> TEXT FOR ANALYSIS:
*** Begin section ***
PARIAH
(director/writer: Dee Rees; cinematographer: Bradford Young; editor: Mako Kamitsuna; cast: Adepero Oduye (Alike Freeman), Kim Wayans (Audrey Freeman), Charles Parnell (Arthur Freeman), Pernell Walker (Laura), Sahra Mellesse (Sharonda Freeman), Aasha Davis (Bina), Zabryna Guevara (Mrs. Alvarado), Kim Sykes (Mrs. Singletary); Runtime: 86; MPAA Rating: R; producer: Nekisa Cooper; Focus Features; 2011)
“Impressive autobiographical coming-of-age film about a smart but vulnerable African-American teenager struggling to have a meaningful gay relationship and struggling how to tell her middle-class parents that she’s a lesbian.”
Reviewed by Dennis Schwartz
Dee Rees (“Eventual Salvation“) is the young director-writer of this impressive autobiographical coming-of-age film about a smart but vulnerable African-American teenager struggling to have a meaningful gay relationship and struggling how to tell her middle-class parents that she’s a lesbian. It won the Jury’s Best Cinematography Award at the Sundance Festival of 2011.
The film opens at a raunchy new neighborhood lesbian club with stripper pole dancers and Khia’s lewd song “Lick it” in the background, that’s attended by the 17-year-old virgin Alike (Adepero Oduye) and her protective more street-wise lesbian teenage friend Laura (Pernell Walker). While Laura’s mom abandoned her and she lives with her older sister, Alike lives in comfort at home in Fort Greene, Brooklyn, with her overprotective medical clinic office worker mom, Audrey (Kim Wayans), and her doting police detective father Arthur (Charles Parnell), and frisky straight 15-year-old sister Sharonda (Sahra Mellesse).Though her household situation is strained, as mom is always nagging everybody and is especially on Alike’s case, while dad fends off his devout Christian wife’s barbs with blunt authoritarian replies and tries to never be home by working two jobs and tries to believe his favorite child Alike is fine without probing too deeply to learn something he doesn’t want to hear.At school, Alike, called Lee, excels, especially in math and in a writing course, where her English teacher (Zabryna Guevara) encourages her to be a great writer.
*** End section ***
> WORK INSTRUCTION 1: According to the review of Pariah, what award did the film win at the Sundance Festival of 2011?
> WORK INSTRUCTION 2: Write out everything in the review of Pariah from "Reviewed by Dennis" down to "Festival of 2011.".
The items that come next have no connection to the review of Pariah.

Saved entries
*** Begin section ***
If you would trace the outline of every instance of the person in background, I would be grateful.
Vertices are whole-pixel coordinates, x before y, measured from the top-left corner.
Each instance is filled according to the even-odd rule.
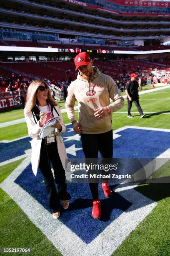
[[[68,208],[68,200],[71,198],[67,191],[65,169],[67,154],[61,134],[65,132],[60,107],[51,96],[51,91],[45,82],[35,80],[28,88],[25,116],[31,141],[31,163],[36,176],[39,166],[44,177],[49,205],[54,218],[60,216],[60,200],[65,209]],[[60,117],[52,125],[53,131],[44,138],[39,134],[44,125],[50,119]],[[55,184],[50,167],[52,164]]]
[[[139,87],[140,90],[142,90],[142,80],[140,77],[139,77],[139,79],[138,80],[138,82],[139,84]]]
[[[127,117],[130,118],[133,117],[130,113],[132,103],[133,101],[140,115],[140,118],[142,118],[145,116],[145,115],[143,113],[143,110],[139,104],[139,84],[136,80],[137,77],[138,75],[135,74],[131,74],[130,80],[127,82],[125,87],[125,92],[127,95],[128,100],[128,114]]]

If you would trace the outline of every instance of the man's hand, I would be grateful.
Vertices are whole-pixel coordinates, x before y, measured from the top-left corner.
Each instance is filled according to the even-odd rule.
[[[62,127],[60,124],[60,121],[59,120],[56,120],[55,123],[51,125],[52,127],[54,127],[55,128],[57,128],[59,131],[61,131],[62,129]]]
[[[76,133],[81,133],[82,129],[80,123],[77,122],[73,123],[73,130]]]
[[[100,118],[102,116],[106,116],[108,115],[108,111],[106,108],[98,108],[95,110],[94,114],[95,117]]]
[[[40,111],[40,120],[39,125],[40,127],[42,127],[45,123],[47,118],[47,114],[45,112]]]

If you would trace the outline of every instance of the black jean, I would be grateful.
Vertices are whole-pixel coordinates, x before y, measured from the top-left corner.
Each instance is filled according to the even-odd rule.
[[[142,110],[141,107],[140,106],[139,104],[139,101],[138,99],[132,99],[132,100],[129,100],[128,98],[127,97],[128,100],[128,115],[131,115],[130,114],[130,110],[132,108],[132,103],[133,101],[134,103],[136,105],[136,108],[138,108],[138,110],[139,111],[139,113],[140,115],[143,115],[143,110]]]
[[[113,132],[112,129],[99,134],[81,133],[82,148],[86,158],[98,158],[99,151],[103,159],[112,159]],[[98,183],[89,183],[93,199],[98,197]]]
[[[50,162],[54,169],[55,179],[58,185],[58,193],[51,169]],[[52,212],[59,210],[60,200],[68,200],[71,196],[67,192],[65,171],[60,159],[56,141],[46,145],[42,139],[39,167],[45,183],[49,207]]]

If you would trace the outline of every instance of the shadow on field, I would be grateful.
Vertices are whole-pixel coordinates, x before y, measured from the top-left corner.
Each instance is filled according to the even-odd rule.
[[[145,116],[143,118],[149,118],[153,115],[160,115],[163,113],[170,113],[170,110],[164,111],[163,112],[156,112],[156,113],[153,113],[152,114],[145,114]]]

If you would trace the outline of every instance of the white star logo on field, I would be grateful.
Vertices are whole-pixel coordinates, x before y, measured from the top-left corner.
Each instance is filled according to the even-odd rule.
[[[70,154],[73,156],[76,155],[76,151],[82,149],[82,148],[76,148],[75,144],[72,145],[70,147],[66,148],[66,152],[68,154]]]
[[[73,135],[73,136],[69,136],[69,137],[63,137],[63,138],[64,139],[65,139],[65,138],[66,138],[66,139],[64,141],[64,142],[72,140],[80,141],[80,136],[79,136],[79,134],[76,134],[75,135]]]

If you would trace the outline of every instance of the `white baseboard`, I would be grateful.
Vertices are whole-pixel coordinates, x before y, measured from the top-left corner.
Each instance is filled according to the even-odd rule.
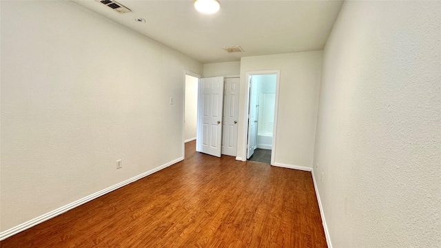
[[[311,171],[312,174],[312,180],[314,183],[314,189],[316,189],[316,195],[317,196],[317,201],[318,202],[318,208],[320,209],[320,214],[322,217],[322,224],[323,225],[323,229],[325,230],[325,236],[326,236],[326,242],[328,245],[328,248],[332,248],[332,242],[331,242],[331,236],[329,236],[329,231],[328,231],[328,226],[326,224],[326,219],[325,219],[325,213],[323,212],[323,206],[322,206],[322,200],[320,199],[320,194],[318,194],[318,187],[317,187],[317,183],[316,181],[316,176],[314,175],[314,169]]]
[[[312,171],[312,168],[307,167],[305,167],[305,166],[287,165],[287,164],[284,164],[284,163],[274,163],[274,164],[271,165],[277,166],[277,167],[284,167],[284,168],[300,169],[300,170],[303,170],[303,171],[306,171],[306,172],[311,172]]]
*** End section ***
> TASK OUTPUT 1: It won the Jury's Best Cinematography Award.

> TASK OUTPUT 2:
Reviewed by Dennis Schwartz
Dee Rees (“Eventual Salvation“) is the young director-writer of this impressive autobiographical coming-of-age film about a smart but vulnerable African-American teenager struggling to have a meaningful gay relationship and struggling how to tell her middle-class parents that she’s a lesbian. It won the Jury’s Best Cinematography Award at the Sundance Festival of 2011.